[Text segment]
╭──

## Elasticsearch: The Definitive Guide - Python

Following the examples in the book, here are Python snippets that achieve the same effect.

Documentation for the Python libs:

Low-level API:

https://elasticsearch-py.readthedocs.io/en/master/index.html

Expressive DSL API (more "Pythonic")

http://elasticsearch-dsl.readthedocs.io/en/latest/index.html

Github repo for DSL API:

https://github.com/elastic/elasticsearch-dsl-py


In [1]:
import sys, os
sys.path.insert(1, os.path.join(sys.path[0], '..'))

In [2]:
import index
from elasticsearch import Elasticsearch
from elasticsearch_dsl import Search, Q
from pprint import pprint

es = Elasticsearch(
    'localhost',
    # sniff before doing anything
    sniff_on_start=True,
    # refresh nodes after a node fails to respond
    sniff_on_connection_fail=True,
    # and also every 60 seconds
    sniffer_timeout=60
)

r = index.populate()
print('{} items created'.format(len(r['items'])))

# Let's repopulate the index as we deleted 'gb' in earlier chapters:
# Run the script: populate.ipynb

14 items created


### Synonyms

#### Expand or contract

It is possible to replace synonyms by simple expansion, simple contraction, or generic expansion. We will look at the trade-offs of each of these techniques in this section.

╰──

[Exercise 1] Please copy part of the Elasticsearch page word for word, starting at the words that have "Expressive DSL API" and stopping after "sys.path.insert(1, os.path.join(sys.path[0], '..'))".
[Exercise 2] Identify each line of the rows that includes the string "textured", and copy those lines.
These rows have no connection to the Elasticsearch page.

[Rows contained in a dataset]
╭──

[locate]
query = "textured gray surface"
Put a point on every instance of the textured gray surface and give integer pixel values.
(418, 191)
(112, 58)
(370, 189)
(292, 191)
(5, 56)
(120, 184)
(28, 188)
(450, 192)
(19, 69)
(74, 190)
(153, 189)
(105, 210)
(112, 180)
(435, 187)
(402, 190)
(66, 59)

╰──

[Written solution 1]
Expressive DSL API (more "Pythonic")

http://elasticsearch-dsl.readthedocs.io/en/latest/index.html

Github repo for DSL API:

https://github.com/elastic/elasticsearch-dsl-py


In [1]:
import sys, os
sys.path.insert(1, os.path.join(sys.path[0], '..'))

[Written solution 2]
query = "textured gray surface"
Put a point on every instance of the textured gray surface and give integer pixel values.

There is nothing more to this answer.